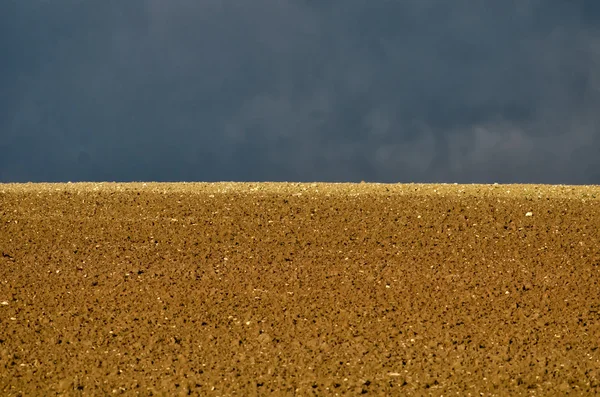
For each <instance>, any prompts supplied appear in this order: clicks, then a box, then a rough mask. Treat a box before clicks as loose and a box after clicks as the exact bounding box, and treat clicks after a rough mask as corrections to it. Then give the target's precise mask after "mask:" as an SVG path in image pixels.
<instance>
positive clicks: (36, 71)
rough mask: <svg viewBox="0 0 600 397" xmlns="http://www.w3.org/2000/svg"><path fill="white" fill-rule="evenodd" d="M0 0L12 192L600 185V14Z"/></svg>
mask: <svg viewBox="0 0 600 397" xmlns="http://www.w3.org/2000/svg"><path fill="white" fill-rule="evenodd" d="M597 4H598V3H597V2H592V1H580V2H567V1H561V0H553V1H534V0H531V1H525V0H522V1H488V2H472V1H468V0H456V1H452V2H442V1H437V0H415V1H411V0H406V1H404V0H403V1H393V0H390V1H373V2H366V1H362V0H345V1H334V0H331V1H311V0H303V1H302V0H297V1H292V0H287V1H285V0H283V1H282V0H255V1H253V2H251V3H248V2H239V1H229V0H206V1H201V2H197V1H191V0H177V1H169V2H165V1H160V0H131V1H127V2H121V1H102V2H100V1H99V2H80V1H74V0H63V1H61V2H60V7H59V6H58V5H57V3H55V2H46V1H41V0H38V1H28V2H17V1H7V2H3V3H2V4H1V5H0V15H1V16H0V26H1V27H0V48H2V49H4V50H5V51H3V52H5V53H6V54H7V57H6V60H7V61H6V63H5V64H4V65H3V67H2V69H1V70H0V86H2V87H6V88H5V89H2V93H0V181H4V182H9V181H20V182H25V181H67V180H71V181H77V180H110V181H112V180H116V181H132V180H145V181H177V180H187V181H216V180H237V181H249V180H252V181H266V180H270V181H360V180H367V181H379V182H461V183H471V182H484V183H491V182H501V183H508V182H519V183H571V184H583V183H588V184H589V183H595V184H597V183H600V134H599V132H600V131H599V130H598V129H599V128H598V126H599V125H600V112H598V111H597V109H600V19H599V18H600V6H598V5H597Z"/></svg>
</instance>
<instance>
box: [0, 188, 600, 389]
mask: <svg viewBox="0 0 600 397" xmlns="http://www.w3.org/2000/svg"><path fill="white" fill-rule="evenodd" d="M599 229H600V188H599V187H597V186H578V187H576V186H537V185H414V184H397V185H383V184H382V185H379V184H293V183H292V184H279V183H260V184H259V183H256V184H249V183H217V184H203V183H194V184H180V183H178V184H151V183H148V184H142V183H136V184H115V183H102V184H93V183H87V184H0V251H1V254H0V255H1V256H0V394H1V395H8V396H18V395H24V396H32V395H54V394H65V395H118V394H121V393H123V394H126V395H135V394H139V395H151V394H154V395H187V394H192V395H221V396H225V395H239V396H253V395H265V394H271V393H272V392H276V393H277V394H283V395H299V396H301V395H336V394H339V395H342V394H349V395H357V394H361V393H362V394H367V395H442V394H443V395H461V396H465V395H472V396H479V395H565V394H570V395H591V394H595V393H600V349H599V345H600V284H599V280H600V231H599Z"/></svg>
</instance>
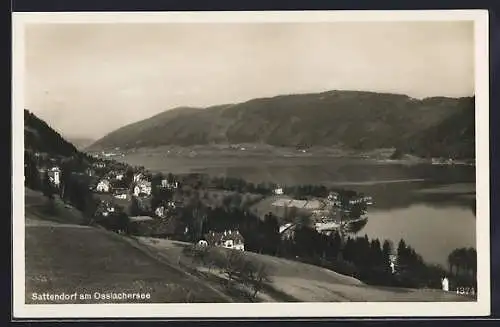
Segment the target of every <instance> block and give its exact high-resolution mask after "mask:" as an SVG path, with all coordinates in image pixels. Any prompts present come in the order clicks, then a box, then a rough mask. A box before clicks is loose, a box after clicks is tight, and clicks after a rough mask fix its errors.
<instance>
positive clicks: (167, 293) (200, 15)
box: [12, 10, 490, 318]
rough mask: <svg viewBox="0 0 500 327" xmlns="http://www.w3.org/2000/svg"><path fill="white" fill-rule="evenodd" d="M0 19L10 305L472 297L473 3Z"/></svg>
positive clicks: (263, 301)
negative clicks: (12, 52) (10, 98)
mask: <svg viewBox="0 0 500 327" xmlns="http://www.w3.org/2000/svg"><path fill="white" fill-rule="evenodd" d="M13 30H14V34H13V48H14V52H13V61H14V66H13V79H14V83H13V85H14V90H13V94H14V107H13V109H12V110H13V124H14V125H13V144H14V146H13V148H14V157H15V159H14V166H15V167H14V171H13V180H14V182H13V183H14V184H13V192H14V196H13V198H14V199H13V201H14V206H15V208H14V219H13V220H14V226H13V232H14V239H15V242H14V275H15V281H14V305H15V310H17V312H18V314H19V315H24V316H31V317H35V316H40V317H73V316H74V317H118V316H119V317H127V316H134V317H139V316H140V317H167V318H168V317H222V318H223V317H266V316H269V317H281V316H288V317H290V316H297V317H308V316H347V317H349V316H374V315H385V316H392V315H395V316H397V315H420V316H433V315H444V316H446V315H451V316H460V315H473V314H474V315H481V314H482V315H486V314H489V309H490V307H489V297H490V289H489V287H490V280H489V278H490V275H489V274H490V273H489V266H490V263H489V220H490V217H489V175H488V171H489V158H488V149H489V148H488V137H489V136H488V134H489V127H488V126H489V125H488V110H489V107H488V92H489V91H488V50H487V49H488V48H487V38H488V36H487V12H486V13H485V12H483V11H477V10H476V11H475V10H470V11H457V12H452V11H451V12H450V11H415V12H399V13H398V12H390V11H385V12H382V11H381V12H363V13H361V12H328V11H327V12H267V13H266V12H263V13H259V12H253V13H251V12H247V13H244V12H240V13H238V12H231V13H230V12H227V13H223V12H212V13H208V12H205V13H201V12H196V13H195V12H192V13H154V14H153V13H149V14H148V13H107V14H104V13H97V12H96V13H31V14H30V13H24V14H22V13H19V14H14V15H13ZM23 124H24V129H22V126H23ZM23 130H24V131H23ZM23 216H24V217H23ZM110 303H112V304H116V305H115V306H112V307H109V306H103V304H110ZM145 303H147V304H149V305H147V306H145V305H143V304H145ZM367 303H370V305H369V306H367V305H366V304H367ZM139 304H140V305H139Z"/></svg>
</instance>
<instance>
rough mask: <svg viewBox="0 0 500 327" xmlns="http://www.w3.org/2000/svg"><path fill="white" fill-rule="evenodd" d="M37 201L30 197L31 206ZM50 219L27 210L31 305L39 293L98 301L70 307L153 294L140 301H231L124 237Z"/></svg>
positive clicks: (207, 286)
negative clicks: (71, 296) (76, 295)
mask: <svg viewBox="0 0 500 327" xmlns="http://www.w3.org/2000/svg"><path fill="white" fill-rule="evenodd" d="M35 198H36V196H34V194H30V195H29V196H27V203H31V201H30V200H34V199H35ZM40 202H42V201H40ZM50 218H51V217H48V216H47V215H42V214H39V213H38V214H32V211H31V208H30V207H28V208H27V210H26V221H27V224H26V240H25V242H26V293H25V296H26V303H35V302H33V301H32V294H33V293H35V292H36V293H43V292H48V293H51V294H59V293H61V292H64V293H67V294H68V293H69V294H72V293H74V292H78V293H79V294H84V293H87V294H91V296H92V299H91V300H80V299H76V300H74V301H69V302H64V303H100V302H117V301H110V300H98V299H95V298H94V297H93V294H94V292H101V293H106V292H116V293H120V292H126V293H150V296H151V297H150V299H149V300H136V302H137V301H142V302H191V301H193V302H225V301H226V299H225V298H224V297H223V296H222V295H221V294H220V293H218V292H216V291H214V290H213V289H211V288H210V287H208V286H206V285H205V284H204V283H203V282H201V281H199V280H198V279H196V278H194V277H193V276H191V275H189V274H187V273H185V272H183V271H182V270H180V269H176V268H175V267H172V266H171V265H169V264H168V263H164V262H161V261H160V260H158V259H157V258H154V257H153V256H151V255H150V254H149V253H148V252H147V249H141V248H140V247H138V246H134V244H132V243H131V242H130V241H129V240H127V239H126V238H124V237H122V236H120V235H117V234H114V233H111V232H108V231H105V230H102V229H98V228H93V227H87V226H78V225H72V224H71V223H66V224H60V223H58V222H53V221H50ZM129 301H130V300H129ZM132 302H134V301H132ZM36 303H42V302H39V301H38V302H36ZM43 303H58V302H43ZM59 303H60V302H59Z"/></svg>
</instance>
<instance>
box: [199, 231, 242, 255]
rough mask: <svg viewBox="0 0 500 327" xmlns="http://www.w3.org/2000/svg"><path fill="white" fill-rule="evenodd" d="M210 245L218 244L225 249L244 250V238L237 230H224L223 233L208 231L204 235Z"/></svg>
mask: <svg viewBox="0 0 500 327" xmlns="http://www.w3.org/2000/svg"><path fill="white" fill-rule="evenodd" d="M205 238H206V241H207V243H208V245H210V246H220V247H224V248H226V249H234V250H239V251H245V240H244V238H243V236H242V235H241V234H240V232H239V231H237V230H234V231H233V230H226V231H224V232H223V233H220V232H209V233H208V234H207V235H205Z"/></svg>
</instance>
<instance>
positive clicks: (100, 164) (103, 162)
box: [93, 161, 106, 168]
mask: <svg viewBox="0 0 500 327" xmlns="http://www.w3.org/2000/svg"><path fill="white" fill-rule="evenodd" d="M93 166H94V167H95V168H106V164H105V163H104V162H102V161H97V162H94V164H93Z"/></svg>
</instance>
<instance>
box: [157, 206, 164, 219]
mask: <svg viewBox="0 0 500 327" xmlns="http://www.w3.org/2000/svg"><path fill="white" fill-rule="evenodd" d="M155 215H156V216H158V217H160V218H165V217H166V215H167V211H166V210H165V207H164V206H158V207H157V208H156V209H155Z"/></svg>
##############################
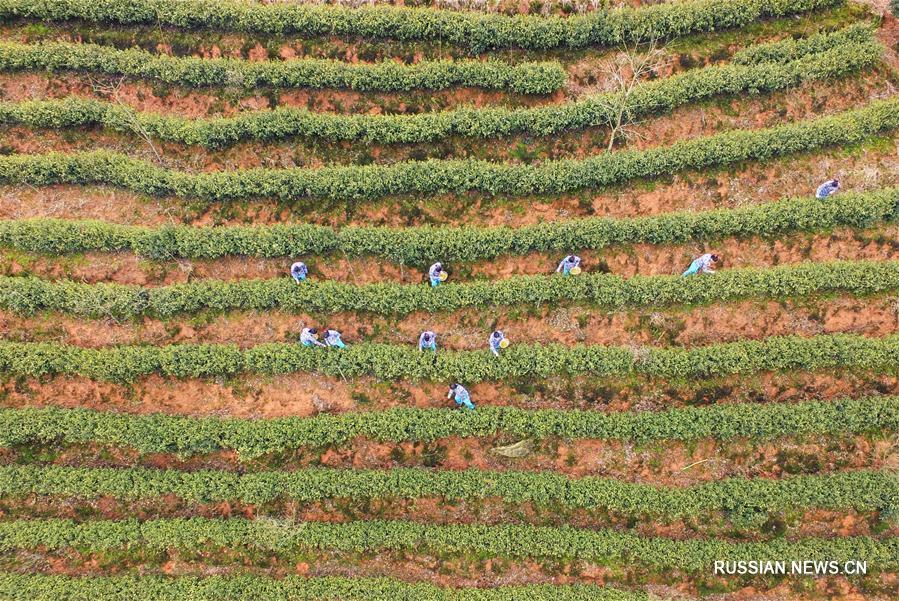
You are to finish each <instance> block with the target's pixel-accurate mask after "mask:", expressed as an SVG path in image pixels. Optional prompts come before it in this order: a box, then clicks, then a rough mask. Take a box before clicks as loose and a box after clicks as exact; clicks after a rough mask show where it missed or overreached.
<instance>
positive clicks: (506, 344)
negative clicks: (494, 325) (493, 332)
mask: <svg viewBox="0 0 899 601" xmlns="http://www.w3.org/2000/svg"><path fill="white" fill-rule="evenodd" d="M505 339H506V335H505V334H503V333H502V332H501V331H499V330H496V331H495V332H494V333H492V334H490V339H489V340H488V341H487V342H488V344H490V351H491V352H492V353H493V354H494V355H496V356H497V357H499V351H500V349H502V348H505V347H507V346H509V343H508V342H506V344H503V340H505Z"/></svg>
##############################
Instructions to follow: In the records above, how many lines hold the string "positive"? Only the number should be given.

Reply to the task: 6